**Trecho do documento**
* * * *
4.6.08

07/06 - O Casamento de Muriel (P.J. Hogan)

Neste Sábado dia 07/06 às 19:30h
no SESC Cineclube Silenzio
ENTRADA GRATUITA

O Casamento de Muriel (Muriel's Wedding)
Menosprezada pelo pai e rejeitada por suas amigas, Muriel é uma jovem cujo sonho de realização e sucesso pode ser traduzido em uma única palavra: casamento. Em sua luta para ser aceita e escapar de sua triste rotina, ela tenta de tudo. Para aliviar os momentos de frustração, faz das músicas da banda Abba seu refúgio contra a solidão. O que ela ainda não sabe é que grandes surpresas, alegrias e fortes emoções estão à sua espera nesta deliciosa e nada convencional comédia que, acima de tudo, celebra a amizade, os sonhos e a busca pela realização pessoal. Um filme de grande sucesso de público e crítica, que revelou ao mundo o diretor P. J. Hogan (O Casamento de Meu Melhor Amigo, Peter Pan 2000) e a atriz Toni Collette (O Sexto Sentido e Connie e Carla, as Rainhas da Noite).
Gênero Comédia
Atores Toni Collette, Rachel Griffiths, Jeanie Drynan, Gennie Nevinson Brice, David Van Arkle, Lapaine Tania, Steve Smith, Genevieve Picot, Daniel Lapaine, Rob Steele, Richard Morecroft, John Walton,
Direção P. J. Hogan,
Idioma Inglês,
Legendas Português
Ano de produção 1994
País de produção Austrália,
Duração 105 min.

Os Casamentos de P.J. Hogan

Vander Colombo

Em plena era de contestações diretas e sem rodeios, alguém ainda se incomodaria em disfarçar suas idéias em glacês de gênero? P.J. Hogan sim, o australiano que deu vida à última versão do clássico Peter Pan, sempre esteve ligado à contracultura, apesar de seus filmes serem um misto entre a comédia romântica e o melodrama - ainda que poucos saibam disso e prefiram a facilidade de encaixá-lo como apenas mais um no cinema hegemônico.

Quando Hogan (marido da também cineasta Jocelyn Moorhouse do suspense “A Prova”) dirigiu O Casamento do Meu Melhor Amigo já com elenco estrelar, poucos sabiam que ele já havia falado de um outro casamento antes disso, o de Muriel. O filme que se chama justa e simplesmente O Casamento de Muriel está mais para os filmes da fase sueca de Lasse Hallstrom, ou os de Todd Haynes do que para os filmes com Julia Roberts.

Muriel é a filha mais nova de uma família completamente hedionda, o pai, um político pilantra e adúltero, a mãe no limiar da insanidade e os filhos vagabundos, sustentados pelos desvios e subornos do primeiro. Digamos que Muriel, gorda, feia, cleptomaníaca e obcecada por casamentos é a mais normal deles.
* * * *
Registros do conjunto de dados sobre a localização de objetos:
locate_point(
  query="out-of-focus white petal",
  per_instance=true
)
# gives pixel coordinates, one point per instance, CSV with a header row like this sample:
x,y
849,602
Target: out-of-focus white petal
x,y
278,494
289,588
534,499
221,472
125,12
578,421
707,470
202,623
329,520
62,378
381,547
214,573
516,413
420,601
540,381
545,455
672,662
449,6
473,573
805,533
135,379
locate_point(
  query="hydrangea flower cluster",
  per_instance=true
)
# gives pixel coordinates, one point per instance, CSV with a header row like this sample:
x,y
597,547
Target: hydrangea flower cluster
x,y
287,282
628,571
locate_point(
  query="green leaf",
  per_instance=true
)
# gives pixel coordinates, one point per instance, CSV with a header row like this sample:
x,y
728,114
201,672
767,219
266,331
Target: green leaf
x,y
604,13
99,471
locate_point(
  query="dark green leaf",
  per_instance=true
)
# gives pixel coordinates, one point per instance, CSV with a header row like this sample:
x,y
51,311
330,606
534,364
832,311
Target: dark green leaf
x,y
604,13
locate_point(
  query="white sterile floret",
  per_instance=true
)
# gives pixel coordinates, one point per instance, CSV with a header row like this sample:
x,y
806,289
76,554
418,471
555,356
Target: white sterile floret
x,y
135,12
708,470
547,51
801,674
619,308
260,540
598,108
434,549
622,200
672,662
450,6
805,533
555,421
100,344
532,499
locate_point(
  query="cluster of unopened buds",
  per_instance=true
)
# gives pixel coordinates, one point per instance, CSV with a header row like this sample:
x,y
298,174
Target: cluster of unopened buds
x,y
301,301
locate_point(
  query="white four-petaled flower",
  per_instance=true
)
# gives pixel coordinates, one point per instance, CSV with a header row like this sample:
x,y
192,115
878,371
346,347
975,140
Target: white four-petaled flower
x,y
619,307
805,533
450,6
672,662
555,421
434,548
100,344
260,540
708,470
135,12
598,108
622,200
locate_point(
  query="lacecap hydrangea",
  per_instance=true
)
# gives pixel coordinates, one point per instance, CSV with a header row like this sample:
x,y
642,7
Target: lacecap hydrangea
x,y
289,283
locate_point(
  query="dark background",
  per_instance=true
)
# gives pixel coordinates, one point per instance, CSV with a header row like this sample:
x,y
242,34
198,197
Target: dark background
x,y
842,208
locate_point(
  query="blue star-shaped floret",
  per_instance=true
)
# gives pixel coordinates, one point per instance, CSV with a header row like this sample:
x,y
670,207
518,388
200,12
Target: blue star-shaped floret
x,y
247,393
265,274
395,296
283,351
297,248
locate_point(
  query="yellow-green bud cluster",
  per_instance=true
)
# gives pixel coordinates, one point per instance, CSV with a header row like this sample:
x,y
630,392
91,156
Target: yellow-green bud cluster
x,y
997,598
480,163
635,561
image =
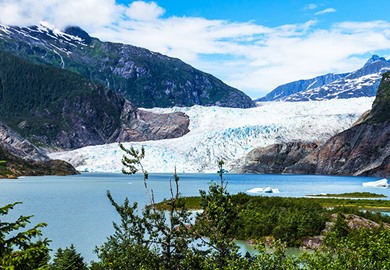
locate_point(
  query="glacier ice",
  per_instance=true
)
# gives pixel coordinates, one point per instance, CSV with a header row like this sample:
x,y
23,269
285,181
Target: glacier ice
x,y
227,133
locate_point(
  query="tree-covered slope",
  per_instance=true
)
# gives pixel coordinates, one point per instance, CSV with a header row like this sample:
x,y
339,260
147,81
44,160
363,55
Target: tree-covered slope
x,y
56,108
145,78
363,149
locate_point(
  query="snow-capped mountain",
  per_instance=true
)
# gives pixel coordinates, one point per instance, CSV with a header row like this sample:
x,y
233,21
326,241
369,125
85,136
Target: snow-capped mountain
x,y
363,82
229,134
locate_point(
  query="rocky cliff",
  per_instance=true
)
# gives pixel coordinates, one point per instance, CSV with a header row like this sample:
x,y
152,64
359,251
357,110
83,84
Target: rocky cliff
x,y
363,82
146,78
364,149
19,157
276,158
59,109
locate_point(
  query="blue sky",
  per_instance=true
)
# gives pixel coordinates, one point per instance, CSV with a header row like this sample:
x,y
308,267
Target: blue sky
x,y
251,45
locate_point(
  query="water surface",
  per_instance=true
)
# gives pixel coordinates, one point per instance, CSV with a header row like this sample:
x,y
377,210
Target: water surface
x,y
78,212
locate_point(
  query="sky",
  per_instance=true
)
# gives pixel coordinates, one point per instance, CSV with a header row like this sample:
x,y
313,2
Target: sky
x,y
253,45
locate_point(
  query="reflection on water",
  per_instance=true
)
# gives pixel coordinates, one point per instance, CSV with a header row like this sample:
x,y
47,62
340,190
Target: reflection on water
x,y
77,210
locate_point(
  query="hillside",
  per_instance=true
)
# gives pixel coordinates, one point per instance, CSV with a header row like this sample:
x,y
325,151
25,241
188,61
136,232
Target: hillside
x,y
228,133
146,78
12,166
363,149
363,82
56,108
19,157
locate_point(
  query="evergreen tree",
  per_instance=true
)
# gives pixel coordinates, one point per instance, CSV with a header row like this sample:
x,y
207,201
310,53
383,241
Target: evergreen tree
x,y
68,259
21,250
149,239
* * * *
**Tarefas propostas**
1. No texto sobre a sessão de O Casamento de Muriel, de qual banda são as músicas que Muriel usa como refúgio contra a solidão?
2. Prossiga com o texto sobre O Casamento de Muriel a partir da última frase apresentada.

**Conjunto de respostas**
1. Da banda Abba.

2.
Magnificamente interpretada por Toni Collete (O Sexto Sentido) em começo de carreira, é na vida de Muriel que nos fixamos e em sua já citada obsessão que a leva numa viagem a Sidney, onde os rituais de casamento servirão de alegoria para sua busca pelo autoconhecimento.

O modo de tratamento de Hogan, diferentemente do filme posterior, foi num clima brega assumido, para não ser apenas uma crítica a própria instituição do casamento, bem como aos padrões femininos de classe e beleza, ao ponto que paralelamente, o foco e a heroína são mulheres, a vilania é também em maior parte feminina.

Tudo bem que os tempos mudam e o que era brega, é hoje pós-moderno, como o fato de inserir ABBA na trilha sonora. Mas digamos por cima que O Casamento de Muriel é um exagero, todas os maiores hits do quarteto estão no filme e não gratuitamente. É certo que a subversão de Hogan é matemática e embalada em conceitos moralistas, o que o deixa ainda mais interessante. Assim como Frank Zappa na música, Hogan critica usando a língua do criticado, e o melhor de tudo, hoje em dia, financiado pelo próprio.

Você vai pensar, o que Hogan tem de subversivo hoje em dia fazendo Casamento do Meu Melhor Amigo e Peter Pan? Bom, seja pelo fato do personagem de Ruppert Everett ser de longe a figura mais sexy num mesmo filme que estão Julia Roberts e Cameron Diaz, (o que no meu caso como heterossexual me deixa no ponto certo de voltar a ler Freud) e pelas insinuações alegóricas de romance incestuoso num filme com linguagem infantil, creio que se poderia chamá-lo de subversivo, no melhor dos sentidos.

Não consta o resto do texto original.